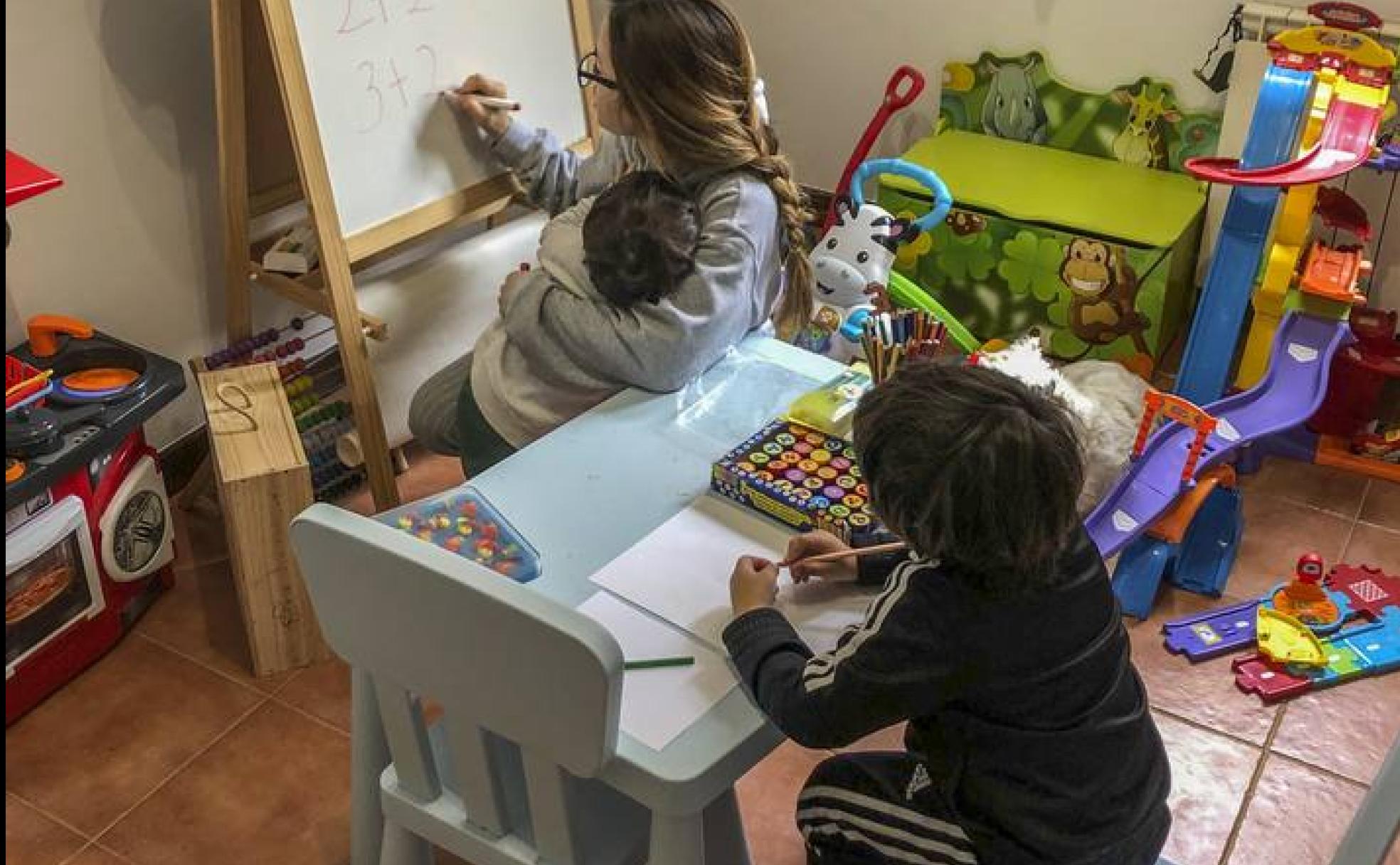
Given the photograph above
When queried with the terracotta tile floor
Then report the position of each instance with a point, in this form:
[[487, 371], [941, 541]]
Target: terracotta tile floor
[[169, 752]]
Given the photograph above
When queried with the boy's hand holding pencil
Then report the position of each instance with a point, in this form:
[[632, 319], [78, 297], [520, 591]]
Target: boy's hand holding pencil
[[753, 584], [818, 555]]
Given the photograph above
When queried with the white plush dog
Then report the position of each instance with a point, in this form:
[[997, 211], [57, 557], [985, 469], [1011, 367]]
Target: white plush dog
[[1103, 398]]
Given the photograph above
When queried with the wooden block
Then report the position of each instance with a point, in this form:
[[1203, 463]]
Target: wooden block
[[263, 483]]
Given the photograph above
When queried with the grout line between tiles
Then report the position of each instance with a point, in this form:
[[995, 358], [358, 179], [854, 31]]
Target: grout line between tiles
[[112, 853], [170, 649], [185, 765], [1253, 784], [309, 716], [1207, 728], [73, 857], [51, 817], [1377, 525]]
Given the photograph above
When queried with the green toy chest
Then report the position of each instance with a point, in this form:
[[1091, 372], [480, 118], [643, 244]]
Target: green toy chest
[[1059, 234]]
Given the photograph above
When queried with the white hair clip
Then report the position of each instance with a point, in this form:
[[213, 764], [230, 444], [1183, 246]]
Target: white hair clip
[[760, 100]]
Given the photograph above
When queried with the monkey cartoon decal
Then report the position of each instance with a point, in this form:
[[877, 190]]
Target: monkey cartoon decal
[[965, 221], [1102, 292]]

◆ Your task: Copy every record character for character. Skip the pictures.

◆ Correct response:
Given the photograph above
When queried with the terracotta tile floor
Then report the position of each instance with a point, in this form:
[[487, 371], [941, 541]]
Target: terracotta tile floor
[[169, 752]]
Given the photograph above
When queried with the boy's hand holding pencil
Then report the position of each instance with a point, in this form:
[[632, 319], [78, 297], [520, 591]]
Target: boy's hand holding pencil
[[753, 584], [818, 555]]
Given the photograph above
When queried with the white plush dog
Then report the position of each instance with a point, in this form:
[[997, 211], [57, 557], [985, 469], [1011, 367]]
Target: white plush dog
[[1103, 398]]
Given the photograph above
When queried with the wooden block
Then report the position of each instance with a point, in this form:
[[1203, 463]]
Target: wooden block
[[263, 483]]
Given the photograph above
When queried with the grout line between tiles
Then report the position of each instance with a point, in this form:
[[995, 358], [358, 179], [854, 31]]
Target: grout line between tiles
[[112, 853], [170, 649], [185, 765], [1253, 784], [309, 716], [1207, 728], [73, 857], [51, 817], [1377, 525]]
Given the photograph above
When queried with the green toy chest
Then report the position of each instance with a point, in this form:
[[1091, 372], [480, 118], [643, 244]]
Target: green toy chest
[[1059, 234]]
Given the photograph above
When queried with the white hair clip
Then report the position of each instance with a point, in this form:
[[213, 764], [230, 444], [1183, 246]]
Target: white hair clip
[[760, 100]]
Given the photograph above
When queried with the monkey cartoon decal
Then report the position of each instance with a point, in this form:
[[877, 190]]
Target: monkey cartoon decal
[[965, 221], [1102, 292]]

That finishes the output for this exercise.